Objective. Extract and reproduce verbatim everything in the records from the line containing "Find the doormat;" down through their end, both ends included.

Listed records.
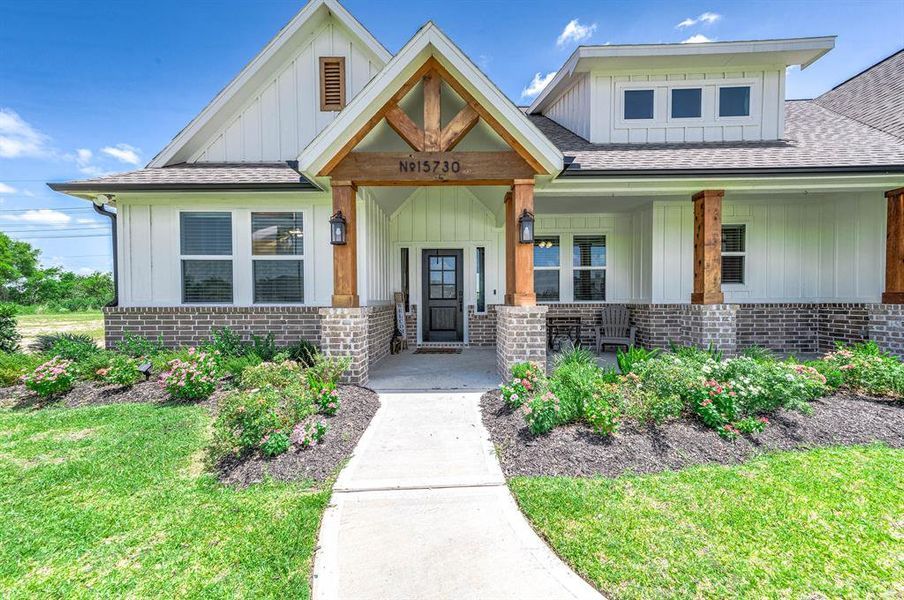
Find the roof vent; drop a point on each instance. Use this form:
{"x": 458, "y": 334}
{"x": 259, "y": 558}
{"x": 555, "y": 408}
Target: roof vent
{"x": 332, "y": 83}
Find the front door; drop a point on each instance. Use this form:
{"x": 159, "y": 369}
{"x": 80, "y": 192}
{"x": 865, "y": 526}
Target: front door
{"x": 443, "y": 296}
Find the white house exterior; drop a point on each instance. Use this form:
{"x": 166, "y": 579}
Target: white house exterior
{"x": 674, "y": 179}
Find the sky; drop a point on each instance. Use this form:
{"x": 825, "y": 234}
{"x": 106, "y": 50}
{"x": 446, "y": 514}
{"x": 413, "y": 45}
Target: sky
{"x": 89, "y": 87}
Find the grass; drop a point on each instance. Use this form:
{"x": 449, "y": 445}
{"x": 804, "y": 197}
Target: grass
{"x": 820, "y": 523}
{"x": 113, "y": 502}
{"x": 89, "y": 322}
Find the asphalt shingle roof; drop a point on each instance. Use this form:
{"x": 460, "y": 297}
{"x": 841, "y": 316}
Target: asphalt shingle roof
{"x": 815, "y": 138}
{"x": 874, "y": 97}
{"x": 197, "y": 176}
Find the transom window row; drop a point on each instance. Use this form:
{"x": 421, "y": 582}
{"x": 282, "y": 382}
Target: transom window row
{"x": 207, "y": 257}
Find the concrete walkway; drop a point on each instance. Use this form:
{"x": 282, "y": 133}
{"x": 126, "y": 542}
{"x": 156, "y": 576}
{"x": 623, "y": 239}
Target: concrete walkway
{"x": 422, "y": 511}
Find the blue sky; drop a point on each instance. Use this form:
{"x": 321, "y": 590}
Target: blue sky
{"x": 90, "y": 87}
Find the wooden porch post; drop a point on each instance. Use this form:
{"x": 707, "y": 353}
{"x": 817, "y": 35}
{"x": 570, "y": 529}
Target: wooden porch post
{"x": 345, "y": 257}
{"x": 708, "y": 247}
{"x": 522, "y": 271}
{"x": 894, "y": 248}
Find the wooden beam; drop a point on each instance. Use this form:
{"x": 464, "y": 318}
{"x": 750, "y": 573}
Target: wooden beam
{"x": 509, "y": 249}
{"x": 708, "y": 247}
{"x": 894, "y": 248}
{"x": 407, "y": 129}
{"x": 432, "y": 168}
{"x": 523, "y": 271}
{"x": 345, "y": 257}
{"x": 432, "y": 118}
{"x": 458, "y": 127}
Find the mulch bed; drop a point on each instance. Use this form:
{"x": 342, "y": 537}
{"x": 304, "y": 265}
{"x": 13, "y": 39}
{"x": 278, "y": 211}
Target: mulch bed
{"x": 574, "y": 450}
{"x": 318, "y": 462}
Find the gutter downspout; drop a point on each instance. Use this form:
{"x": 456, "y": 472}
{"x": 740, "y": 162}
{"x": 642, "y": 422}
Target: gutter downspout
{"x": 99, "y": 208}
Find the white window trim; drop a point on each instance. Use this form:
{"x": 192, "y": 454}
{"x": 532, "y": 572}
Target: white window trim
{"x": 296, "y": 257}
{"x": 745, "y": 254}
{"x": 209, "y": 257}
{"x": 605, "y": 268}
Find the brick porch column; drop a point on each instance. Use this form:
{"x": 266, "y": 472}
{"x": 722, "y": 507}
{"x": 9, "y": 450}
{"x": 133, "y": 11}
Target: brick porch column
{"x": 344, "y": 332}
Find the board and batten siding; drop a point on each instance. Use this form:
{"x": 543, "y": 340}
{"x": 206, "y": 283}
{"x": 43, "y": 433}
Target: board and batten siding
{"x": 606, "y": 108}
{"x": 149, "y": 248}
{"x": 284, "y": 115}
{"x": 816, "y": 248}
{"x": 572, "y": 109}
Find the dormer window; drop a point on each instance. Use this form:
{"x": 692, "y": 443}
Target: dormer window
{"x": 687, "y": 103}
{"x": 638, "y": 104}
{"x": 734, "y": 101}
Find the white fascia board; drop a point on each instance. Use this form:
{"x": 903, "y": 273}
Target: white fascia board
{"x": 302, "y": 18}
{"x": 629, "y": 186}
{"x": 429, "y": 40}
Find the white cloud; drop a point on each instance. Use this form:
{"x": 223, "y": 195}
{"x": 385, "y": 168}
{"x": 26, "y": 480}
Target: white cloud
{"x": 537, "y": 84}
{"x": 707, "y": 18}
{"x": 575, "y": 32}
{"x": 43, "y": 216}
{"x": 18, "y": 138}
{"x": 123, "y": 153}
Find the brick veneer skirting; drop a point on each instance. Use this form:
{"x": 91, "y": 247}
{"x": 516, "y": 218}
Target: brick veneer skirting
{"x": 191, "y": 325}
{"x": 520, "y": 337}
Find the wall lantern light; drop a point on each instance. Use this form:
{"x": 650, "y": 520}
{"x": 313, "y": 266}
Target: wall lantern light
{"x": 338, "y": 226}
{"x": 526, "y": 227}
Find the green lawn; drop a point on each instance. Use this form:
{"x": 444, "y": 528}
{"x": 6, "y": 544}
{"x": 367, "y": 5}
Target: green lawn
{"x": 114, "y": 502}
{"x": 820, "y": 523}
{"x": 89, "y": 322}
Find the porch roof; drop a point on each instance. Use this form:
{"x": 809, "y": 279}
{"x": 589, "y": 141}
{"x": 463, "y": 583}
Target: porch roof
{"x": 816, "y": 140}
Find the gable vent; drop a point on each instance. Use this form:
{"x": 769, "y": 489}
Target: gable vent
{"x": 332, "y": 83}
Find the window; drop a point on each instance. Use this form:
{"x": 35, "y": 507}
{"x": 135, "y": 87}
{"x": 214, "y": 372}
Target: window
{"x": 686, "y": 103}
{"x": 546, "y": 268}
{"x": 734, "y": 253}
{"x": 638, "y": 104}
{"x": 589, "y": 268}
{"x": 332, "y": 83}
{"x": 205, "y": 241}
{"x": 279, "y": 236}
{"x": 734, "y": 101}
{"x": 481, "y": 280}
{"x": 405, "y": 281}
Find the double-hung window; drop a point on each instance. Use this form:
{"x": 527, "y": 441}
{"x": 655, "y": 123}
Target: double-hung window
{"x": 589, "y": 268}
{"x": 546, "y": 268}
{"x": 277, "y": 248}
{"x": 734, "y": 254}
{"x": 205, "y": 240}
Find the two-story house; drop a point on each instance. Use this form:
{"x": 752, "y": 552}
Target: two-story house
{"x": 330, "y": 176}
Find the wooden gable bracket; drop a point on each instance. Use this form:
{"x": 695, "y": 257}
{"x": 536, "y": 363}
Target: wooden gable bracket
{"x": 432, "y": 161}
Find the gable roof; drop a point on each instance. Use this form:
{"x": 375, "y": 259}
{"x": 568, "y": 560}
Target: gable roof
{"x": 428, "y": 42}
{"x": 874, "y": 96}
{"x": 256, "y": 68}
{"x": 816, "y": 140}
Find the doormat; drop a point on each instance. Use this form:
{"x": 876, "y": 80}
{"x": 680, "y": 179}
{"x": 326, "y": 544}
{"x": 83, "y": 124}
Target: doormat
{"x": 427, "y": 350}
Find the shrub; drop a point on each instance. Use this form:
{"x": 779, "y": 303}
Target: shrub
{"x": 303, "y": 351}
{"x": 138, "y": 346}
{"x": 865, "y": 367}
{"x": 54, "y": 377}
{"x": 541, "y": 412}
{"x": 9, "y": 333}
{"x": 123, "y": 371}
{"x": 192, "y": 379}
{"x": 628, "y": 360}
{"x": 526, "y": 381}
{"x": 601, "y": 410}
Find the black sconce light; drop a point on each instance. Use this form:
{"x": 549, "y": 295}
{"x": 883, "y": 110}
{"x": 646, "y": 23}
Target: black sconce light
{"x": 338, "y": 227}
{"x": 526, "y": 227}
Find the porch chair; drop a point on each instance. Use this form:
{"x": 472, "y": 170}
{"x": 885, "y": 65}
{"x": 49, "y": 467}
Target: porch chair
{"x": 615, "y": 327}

Final result.
Find the doormat; drop a point on each instance. Use this form:
{"x": 876, "y": 80}
{"x": 680, "y": 179}
{"x": 326, "y": 544}
{"x": 83, "y": 124}
Target: doormat
{"x": 427, "y": 350}
Find the shrub; drop a point on each instance. Use this form:
{"x": 779, "y": 303}
Target: shrub
{"x": 303, "y": 351}
{"x": 138, "y": 346}
{"x": 865, "y": 367}
{"x": 54, "y": 377}
{"x": 541, "y": 412}
{"x": 9, "y": 333}
{"x": 123, "y": 371}
{"x": 192, "y": 379}
{"x": 628, "y": 360}
{"x": 526, "y": 381}
{"x": 601, "y": 410}
Find the black sconce light; drop a point on each instance. Use this form:
{"x": 549, "y": 295}
{"x": 883, "y": 110}
{"x": 646, "y": 23}
Target: black sconce light
{"x": 338, "y": 227}
{"x": 526, "y": 227}
Find the porch chair; drop a point on each instance. Use this form:
{"x": 472, "y": 170}
{"x": 885, "y": 65}
{"x": 49, "y": 467}
Target: porch chair
{"x": 615, "y": 327}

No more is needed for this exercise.